BEGIN SOURCE EXCERPT

Cemeteries and churchyards are also ideal for finding a shady seat for lunch on a hot day when seats in the shade are in short supply. So that’s where I sat today, with the occasional relative or friend of the departed coming to pay their respects, and to water the flowers on the graves.

The entrance to the cemetery where I stopped for my lunch

Beyond the cemetery, I passed a museum of rural life, which only apparently opens once or twice a week for a couple of hours, before passing under a motorway via an underpass. On the other side I met the Isonzo river – none other than the Soca in the guise of an Italian name. It was only a week since I’d last walked alongside it, before first crossing the border into Italy, but it felt more tamed here, less rugged, and was surrounded by scrubland rather than the backdrop of the Karavanke mountains.

Despite the river’s proximity to the motorway, people were still enjoying the waters here, although in nothing like the numbers I saw when it was the Soca, not the Isonzo, back near Bovec last week. It was still recognisably the same river though, with its distinctive blue -green colour (clear water and the nature of the river bed? I’m not sure) and white rocky beaches and paths alongside. Indeed, the path I was following was another white stony path like last week’s near Dreznica and, as before, the instant you started walking on it, you could detect the intensity of the heat reflecting off the ground.

The Isonzo – aka the Soca- on today’s walk

Then, strangely, the path took me back under the motorway and on a fairly pointless detour to a place called Farra d’Isonzo, only to come back and cross the motorway a third time. Here, somehow, I lost the track and ended up taking a bit of a short cut, along a busy road, luckily with space to walk alongside the carriageway. Finally I arrived in Gradisca d’Isonzo and my hotel.

For an English traveller you cannot imagine the joy in finding not only did this hotel room have air conditioning, but it was the first in five weeks to have a kettle and a selection of teabags. The things you miss about home!

Todays walk totalled 23.5 km or 14.7 miles. Cumulatively I have now walked 618 km or 386 miles
Todays walk was one of the most level so far (note scale above). I climbed 245 metres and descended 295 metres. Cumulative ascent now 21173 metres.

Tomorrow as I write, is still a bit uncertain. There are areas affected by recent, but currently extinguished, wildfires ahead and it looks like stage 33 is entirely closed. I am taking advice from Simona, the very helpful lady at the Tarvisiano tourism agency, who has made all of the arrangements for me on the second half of this trip, before I decide exactly what to do. I know I won’t be hiking the whole of what I’d originally planned to do tomorrow, but I’m hoping I can walk a short way along a pretty route known as the Rilke path, if only for a couple of hours. We’ll have to wait and see.

Hiking the Alpe Adria Trail: Day 31

The wind rattled through the window during the night, but by morning the air was still and the sun was beaming strongly, heralding another hot, dry day. It was forecast to be at least as hot as yesterday, in the low to mid 30s, and was already baking hot when I left Smartno around 9:00 am.

END SOURCE EXCERPT

**EXERCISE**
According to the hiking journal excerpt, what did the hotel room in Gradisca d'Isonzo have? The data plays no part in this work.

BEGIN MATERIAL SHOWN

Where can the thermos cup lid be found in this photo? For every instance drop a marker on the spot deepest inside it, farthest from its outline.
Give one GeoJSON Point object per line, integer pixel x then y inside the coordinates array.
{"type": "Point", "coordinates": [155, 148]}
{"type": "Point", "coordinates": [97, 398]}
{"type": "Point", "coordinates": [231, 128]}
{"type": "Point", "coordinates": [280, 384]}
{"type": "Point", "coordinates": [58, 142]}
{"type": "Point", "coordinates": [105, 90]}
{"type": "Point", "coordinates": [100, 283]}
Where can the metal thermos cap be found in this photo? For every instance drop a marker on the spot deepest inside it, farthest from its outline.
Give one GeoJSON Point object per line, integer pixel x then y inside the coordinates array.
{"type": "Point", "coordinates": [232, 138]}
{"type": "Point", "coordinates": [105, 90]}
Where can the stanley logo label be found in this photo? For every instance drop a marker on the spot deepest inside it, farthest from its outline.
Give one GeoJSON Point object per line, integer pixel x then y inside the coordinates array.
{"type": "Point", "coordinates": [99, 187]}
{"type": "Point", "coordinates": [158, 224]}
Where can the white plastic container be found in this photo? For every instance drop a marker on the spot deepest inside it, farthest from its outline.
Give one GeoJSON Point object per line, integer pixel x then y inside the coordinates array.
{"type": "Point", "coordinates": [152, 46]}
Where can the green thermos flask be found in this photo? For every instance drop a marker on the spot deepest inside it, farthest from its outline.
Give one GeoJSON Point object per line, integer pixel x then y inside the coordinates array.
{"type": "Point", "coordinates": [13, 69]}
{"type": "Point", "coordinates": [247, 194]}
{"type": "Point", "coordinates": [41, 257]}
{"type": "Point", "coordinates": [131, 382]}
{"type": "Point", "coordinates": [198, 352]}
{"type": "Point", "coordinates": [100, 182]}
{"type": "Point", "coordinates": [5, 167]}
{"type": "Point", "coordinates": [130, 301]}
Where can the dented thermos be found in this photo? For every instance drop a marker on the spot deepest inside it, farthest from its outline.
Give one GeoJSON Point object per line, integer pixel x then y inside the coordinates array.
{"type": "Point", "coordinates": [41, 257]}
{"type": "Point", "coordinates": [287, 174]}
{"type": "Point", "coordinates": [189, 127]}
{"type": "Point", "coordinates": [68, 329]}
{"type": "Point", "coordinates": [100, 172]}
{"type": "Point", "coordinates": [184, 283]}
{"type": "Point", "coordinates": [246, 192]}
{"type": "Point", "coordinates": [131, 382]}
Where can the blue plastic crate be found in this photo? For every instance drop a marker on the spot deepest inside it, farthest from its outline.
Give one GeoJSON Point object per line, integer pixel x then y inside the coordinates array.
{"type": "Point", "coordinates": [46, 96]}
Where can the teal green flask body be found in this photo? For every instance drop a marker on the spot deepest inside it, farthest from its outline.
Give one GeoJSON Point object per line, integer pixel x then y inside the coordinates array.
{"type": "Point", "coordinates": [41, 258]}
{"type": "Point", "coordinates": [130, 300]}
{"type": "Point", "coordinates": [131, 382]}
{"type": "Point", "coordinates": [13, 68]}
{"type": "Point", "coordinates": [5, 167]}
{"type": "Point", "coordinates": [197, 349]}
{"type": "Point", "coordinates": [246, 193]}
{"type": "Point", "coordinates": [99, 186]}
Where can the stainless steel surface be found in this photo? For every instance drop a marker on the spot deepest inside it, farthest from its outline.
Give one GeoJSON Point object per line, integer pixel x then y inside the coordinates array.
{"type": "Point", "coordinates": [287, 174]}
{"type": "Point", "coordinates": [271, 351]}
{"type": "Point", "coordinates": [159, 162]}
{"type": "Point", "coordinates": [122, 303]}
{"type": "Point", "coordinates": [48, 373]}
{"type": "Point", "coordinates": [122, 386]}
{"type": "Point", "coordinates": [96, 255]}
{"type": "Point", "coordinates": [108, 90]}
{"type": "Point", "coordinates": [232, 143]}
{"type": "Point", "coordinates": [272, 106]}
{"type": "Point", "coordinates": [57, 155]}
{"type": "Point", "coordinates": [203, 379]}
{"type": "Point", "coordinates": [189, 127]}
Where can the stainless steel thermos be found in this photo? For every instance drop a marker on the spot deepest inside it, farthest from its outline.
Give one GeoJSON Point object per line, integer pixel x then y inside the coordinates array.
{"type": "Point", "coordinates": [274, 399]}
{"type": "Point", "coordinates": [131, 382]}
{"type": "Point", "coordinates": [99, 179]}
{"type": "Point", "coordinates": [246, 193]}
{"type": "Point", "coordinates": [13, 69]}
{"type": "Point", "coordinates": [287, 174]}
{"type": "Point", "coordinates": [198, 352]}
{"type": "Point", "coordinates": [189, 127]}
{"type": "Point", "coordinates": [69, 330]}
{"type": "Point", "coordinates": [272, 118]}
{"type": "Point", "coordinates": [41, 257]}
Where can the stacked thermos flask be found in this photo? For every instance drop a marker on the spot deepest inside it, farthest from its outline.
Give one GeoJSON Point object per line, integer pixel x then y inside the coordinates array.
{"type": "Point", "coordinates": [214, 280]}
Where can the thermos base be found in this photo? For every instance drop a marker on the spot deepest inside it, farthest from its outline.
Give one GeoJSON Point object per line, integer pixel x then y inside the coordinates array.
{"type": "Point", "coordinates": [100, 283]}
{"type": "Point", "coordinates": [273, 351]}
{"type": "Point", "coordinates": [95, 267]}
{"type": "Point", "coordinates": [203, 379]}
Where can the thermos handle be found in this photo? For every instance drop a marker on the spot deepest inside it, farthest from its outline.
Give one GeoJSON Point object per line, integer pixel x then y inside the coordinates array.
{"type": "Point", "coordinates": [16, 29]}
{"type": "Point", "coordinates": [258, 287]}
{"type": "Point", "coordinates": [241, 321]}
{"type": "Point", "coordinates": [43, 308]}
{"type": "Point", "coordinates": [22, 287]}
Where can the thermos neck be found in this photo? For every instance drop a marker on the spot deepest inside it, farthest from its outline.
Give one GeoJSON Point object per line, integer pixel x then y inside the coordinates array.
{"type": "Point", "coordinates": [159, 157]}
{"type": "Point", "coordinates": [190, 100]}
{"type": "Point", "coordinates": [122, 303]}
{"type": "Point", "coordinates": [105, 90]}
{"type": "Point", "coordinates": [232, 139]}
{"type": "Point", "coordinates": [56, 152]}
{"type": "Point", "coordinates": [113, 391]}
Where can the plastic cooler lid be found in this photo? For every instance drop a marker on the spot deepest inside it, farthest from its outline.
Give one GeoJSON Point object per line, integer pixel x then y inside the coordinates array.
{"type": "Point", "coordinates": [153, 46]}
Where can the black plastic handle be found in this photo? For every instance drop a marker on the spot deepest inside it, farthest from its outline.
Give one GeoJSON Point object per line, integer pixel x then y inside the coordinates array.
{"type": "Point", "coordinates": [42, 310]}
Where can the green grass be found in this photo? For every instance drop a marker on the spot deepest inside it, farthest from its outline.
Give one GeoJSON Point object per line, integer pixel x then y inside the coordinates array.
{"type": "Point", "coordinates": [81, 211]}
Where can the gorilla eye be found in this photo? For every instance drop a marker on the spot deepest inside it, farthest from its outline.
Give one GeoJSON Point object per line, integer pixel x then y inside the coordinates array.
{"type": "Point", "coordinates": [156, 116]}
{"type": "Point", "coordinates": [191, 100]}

END MATERIAL SHOWN

**THE OUTPUT**
It had air conditioning, a kettle and a selection of teabags.